### Document excerpt

This message was deleted Hamilton Open Source #hamilton-help

Join Slack

This message was deleted.

# hamilton-help

Slackbot

08/02/2022, 5:59 PM

This message was deleted.

👀 1

Stefan Krawczyk

08/02/2022, 6:17 PM

Good question! Hamilton’s base assumption is non-asyncio based, but you should be able to run it with some caveats. There are a few ways that come to mind. Let me write some code and get back to you in a bit.

Simon Helmig

08/02/2022, 6:29 PM

Thanks @Stefan Krawczyk 🙏

Elijah Ben Izzy

08/02/2022, 6:37 PM

Super excited to see this use-case btw — we’ve been talking about how we could run hamilton in an online setting but were looking for more real-world examples 🙂

🙌 1

Stefan Krawczyk

08/02/2022, 6:45 PM

Okay I think the quickest option to get unblocked is to split I/O, which is what I’m assuming requires asyncio, from Hamilton computation. E.g. within a fastapi app

Copy code

from hamilton import driver
dag = driver.Driver({...}, modules, adapter=...)

@app.get("/endpoint")
async def compute( ... ):
    data = await pull_from_db(...)
    result = dag.execute([output], inputs=data)
    # transform result for fastapi
    return result

Simon Helmig

08/02/2022, 6:46 PM

@Elijah Ben Izzy happy to provide one 😀 Came across Hamilton once more thanks to @Stefan Krawczyk ‘s MLOps world talk and realized it has the potential to be a great solution for us. Happy to support where I can!

🙌 1

Stefan Krawczyk

08/02/2022, 6:50 PM

To run Hamilton in an asyncio based way with async functions within a running event loop, requires an async based driver at least — doesn’t seem hard, to do. If running Hamilton outside an event loop then it’s easy to call asyncio based operations within the function itself via

asyncio.run(…)

. Otherwise Hamilton can be run within a running event loop only if the underlying DAG has no async functions - which is what I’m suggesting as the stop gap measure.

Stefan Krawczyk

08/02/2022, 7:02 PM

@Simon Helmig created https://github.com/stitchfix/hamilton/issues/167 to track this.

### Problem to solve
Rewrite the Slack thread starting at "async def compute( ..." and ending at "where I can!", with "pull_from_db" changed to "fetch_from_db".

### Source data
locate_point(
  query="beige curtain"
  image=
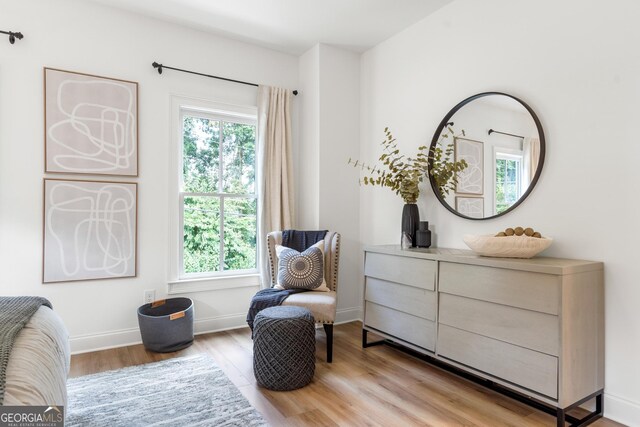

### Right answer
async def compute( ... ):
    data = await fetch_from_db(...)
    result = dag.execute([output], inputs=data)
    # transform result for fastapi
    return result

Simon Helmig

08/02/2022, 6:46 PM

@Elijah Ben Izzy happy to provide one 😀 Came across Hamilton once more thanks to @Stefan Krawczyk ‘s MLOps world talk and realized it has the potential to be a great solution for us. Happy to support where I can!